• Written instruction
Lay out the rows below as a numbered list, starting at their first line and ending at the line that contains "xmin=119 ymin=94 xmax=214 ymax=227", both included. Omit blank lines and leave out the pictures.

════════════════════

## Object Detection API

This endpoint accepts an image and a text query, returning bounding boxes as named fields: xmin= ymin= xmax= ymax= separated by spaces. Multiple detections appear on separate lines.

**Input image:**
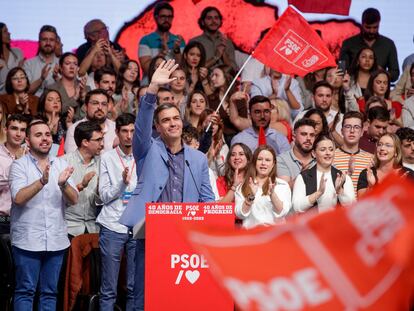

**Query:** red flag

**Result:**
xmin=258 ymin=126 xmax=266 ymax=146
xmin=288 ymin=0 xmax=351 ymax=15
xmin=187 ymin=175 xmax=414 ymax=311
xmin=253 ymin=7 xmax=336 ymax=77
xmin=57 ymin=137 xmax=65 ymax=157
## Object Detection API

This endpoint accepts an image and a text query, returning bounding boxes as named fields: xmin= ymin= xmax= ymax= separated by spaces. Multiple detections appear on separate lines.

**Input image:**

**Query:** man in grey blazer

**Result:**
xmin=120 ymin=60 xmax=214 ymax=310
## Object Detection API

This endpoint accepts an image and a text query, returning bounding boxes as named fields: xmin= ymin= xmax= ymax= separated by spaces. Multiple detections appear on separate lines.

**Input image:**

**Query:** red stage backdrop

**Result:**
xmin=183 ymin=176 xmax=414 ymax=311
xmin=145 ymin=203 xmax=234 ymax=311
xmin=116 ymin=0 xmax=359 ymax=60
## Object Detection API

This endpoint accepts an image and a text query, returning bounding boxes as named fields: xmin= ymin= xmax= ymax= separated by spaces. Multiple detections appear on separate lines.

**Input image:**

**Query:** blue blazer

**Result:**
xmin=119 ymin=94 xmax=214 ymax=227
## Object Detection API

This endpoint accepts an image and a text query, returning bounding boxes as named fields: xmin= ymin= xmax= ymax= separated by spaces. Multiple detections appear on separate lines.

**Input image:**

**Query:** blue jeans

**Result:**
xmin=99 ymin=226 xmax=136 ymax=311
xmin=12 ymin=246 xmax=65 ymax=311
xmin=134 ymin=239 xmax=145 ymax=310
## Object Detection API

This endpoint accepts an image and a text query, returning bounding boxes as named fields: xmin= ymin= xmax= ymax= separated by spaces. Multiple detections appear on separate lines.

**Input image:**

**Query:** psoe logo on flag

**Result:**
xmin=273 ymin=29 xmax=328 ymax=70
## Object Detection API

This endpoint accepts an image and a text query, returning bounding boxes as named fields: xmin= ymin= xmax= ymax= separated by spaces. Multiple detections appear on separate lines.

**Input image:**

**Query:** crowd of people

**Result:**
xmin=0 ymin=2 xmax=414 ymax=311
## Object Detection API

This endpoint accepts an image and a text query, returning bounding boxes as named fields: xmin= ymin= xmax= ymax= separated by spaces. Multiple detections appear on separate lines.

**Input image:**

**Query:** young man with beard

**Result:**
xmin=65 ymin=89 xmax=116 ymax=153
xmin=231 ymin=95 xmax=290 ymax=155
xmin=119 ymin=60 xmax=215 ymax=310
xmin=190 ymin=6 xmax=237 ymax=71
xmin=96 ymin=113 xmax=137 ymax=311
xmin=76 ymin=19 xmax=125 ymax=64
xmin=93 ymin=67 xmax=116 ymax=97
xmin=10 ymin=120 xmax=78 ymax=310
xmin=293 ymin=80 xmax=343 ymax=134
xmin=339 ymin=8 xmax=400 ymax=82
xmin=23 ymin=25 xmax=59 ymax=96
xmin=138 ymin=2 xmax=185 ymax=75
xmin=396 ymin=127 xmax=414 ymax=171
xmin=333 ymin=111 xmax=372 ymax=195
xmin=359 ymin=107 xmax=390 ymax=154
xmin=276 ymin=118 xmax=316 ymax=188
xmin=64 ymin=121 xmax=103 ymax=237
xmin=0 ymin=114 xmax=27 ymax=234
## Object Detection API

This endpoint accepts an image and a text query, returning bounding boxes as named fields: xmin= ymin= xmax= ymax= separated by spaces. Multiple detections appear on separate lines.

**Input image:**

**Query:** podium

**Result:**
xmin=145 ymin=203 xmax=234 ymax=311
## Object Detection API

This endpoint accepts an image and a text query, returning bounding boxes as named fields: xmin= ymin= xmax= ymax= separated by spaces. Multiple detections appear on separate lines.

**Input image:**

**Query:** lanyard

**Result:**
xmin=116 ymin=147 xmax=135 ymax=174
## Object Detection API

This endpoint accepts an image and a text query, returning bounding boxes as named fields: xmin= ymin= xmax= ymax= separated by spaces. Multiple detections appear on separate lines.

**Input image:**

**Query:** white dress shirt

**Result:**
xmin=292 ymin=170 xmax=355 ymax=212
xmin=65 ymin=118 xmax=116 ymax=153
xmin=235 ymin=178 xmax=292 ymax=229
xmin=9 ymin=153 xmax=76 ymax=251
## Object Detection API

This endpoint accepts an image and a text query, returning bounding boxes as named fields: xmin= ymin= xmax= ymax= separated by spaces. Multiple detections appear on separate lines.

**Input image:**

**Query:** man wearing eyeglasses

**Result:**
xmin=231 ymin=95 xmax=290 ymax=155
xmin=138 ymin=2 xmax=185 ymax=75
xmin=65 ymin=89 xmax=116 ymax=153
xmin=23 ymin=25 xmax=59 ymax=96
xmin=76 ymin=19 xmax=125 ymax=64
xmin=333 ymin=111 xmax=372 ymax=194
xmin=359 ymin=107 xmax=390 ymax=154
xmin=190 ymin=6 xmax=238 ymax=71
xmin=64 ymin=121 xmax=103 ymax=238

════════════════════

• Answer to the problem
1. ## Object Detection API
2. This endpoint accepts an image and a text query, returning bounding boxes as named fields: xmin= ymin= xmax= ymax= separated by spaces. Multiple detections appear on separate lines.
3. **Input image:**
4. **Query:** red flag
5. **Result:**
6. xmin=258 ymin=126 xmax=266 ymax=146
7. xmin=288 ymin=0 xmax=351 ymax=15
8. xmin=187 ymin=175 xmax=414 ymax=311
9. xmin=253 ymin=7 xmax=336 ymax=77
10. xmin=57 ymin=137 xmax=65 ymax=157
11. ## Object Detection API
12. This endpoint accepts an image and a text query, returning bounding boxes as named fields: xmin= ymin= xmax= ymax= separated by spaces. Multiple detections appear on separate lines.
13. **Input image:**
14. **Query:** man in grey blazer
15. **Result:**
16. xmin=120 ymin=60 xmax=214 ymax=310
17. ## Object Detection API
18. This endpoint accepts an image and a text query, returning bounding boxes as named fields: xmin= ymin= xmax= ymax= separated by spaces. Multiple detections appear on separate lines.
19. **Input image:**
20. **Query:** red stage backdrop
21. **Result:**
22. xmin=183 ymin=176 xmax=414 ymax=311
23. xmin=145 ymin=203 xmax=234 ymax=311
24. xmin=116 ymin=0 xmax=359 ymax=60
25. ## Object Detection API
26. This endpoint accepts an image and a text query, returning bounding boxes as named fields: xmin= ymin= xmax= ymax= separated by spaces. Multiple detections appear on separate lines.
27. **Input image:**
28. **Query:** blue blazer
29. **Result:**
30. xmin=119 ymin=94 xmax=214 ymax=227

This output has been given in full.